Stored items:
=====

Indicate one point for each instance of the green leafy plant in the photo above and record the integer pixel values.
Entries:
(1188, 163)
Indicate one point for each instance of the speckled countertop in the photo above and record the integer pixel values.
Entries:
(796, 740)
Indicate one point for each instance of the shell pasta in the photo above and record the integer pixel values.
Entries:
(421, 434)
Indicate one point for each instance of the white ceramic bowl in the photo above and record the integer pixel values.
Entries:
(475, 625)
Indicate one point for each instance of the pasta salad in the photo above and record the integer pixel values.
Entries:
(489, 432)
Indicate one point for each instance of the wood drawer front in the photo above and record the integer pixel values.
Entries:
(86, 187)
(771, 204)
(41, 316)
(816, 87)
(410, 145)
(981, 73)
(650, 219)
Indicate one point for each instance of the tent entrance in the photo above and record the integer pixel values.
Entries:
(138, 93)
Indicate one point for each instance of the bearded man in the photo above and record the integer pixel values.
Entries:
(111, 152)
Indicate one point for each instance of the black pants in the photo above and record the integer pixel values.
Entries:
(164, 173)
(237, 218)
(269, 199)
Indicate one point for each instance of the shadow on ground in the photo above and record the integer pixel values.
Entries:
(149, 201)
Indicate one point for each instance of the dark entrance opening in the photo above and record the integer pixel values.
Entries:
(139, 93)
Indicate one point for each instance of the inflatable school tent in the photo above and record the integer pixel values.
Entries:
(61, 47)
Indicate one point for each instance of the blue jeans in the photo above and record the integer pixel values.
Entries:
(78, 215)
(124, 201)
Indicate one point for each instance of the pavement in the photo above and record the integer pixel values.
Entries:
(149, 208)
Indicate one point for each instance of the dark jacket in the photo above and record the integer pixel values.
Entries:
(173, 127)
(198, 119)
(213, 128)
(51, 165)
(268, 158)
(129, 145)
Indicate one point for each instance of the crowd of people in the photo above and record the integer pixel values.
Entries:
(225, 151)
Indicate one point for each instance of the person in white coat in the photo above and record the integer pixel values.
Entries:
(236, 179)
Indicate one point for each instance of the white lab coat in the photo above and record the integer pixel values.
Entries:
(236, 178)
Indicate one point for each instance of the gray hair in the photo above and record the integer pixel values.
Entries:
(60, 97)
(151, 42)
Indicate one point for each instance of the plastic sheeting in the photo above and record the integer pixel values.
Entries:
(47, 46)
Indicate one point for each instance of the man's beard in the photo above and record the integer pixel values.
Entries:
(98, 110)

=====

BRIEF: Could you copy every record above exactly as it stands?

OUTPUT BELOW:
Indicate one point for each instance of the green leafy plant in the photo above and record the integer pixel values.
Entries:
(1188, 163)
Indicate one point for each instance of the speckled countertop in the photo above and record the integer pixel values.
Entries:
(796, 740)
Indicate one point for each instance of the shell pasta in the photo above and record the integer pixel values.
Entries:
(421, 434)
Indicate one point for each instance of the white ceramic bowl in the photo above and record the integer pixel values.
Entries:
(475, 625)
Indicate one point for each instance of the pasta salad in the photo above and record the integer pixel values.
Entries:
(489, 432)
Indicate one point for each instance of the wood drawer front in the photo above and record the integer pixel values.
Entries:
(86, 187)
(771, 204)
(41, 316)
(816, 87)
(410, 145)
(981, 73)
(650, 219)
Indicate one point for each instance of the tent entrance in the photo above and record the integer pixel values.
Entries:
(138, 93)
Indicate one point for each instance of the bearded man in the photo above and record the integer pixel values.
Entries:
(111, 152)
Indicate one point for each instance of the black pants in the photo above and record the integer pixel values.
Entries:
(164, 173)
(237, 218)
(269, 199)
Indicate one point for each instance of the shadow on ground in the photo above and record the integer pixel values.
Entries:
(149, 201)
Indicate one point for each instance of the dark entrance opening in the photo above and record the integer pixel values.
Entries:
(139, 93)
Indicate one point for each instance of the inflatable school tent in the photo above and record the integer pixel values.
Entries:
(61, 47)
Indicate one point for each instance of the blue jeans in the photo above and record the integer pixel values.
Entries:
(78, 215)
(124, 201)
Indicate one point for each instance of the pavement in the photo above and record the integer pixel values.
Entries:
(149, 208)
Indicate one point for each instance of the dark jacket in the photo above and record the integer pixel values.
Entries:
(173, 127)
(198, 119)
(213, 128)
(51, 165)
(268, 158)
(129, 145)
Indicate one point for each instance of the crowd of people in the photo above and record the integer pixel values.
Entries:
(225, 151)
Indicate one point for each instance of the person in white coat in the photo above and record the integer pixel values.
Entries:
(236, 179)
Indicate one point for each instance of the white lab coat in the photo above and record the integer pixel values.
Entries:
(236, 178)
Indicate one point for each instance of the gray hair in the photo above and record the integer pixel values.
Entries:
(60, 97)
(151, 42)
Indicate one point for each instance of the plastic sheeting in the photo above and record the integer pixel values.
Entries:
(47, 46)
Indicate one point for each instance of the man's beard in the photo above and record the integer pixel values.
Entries:
(98, 110)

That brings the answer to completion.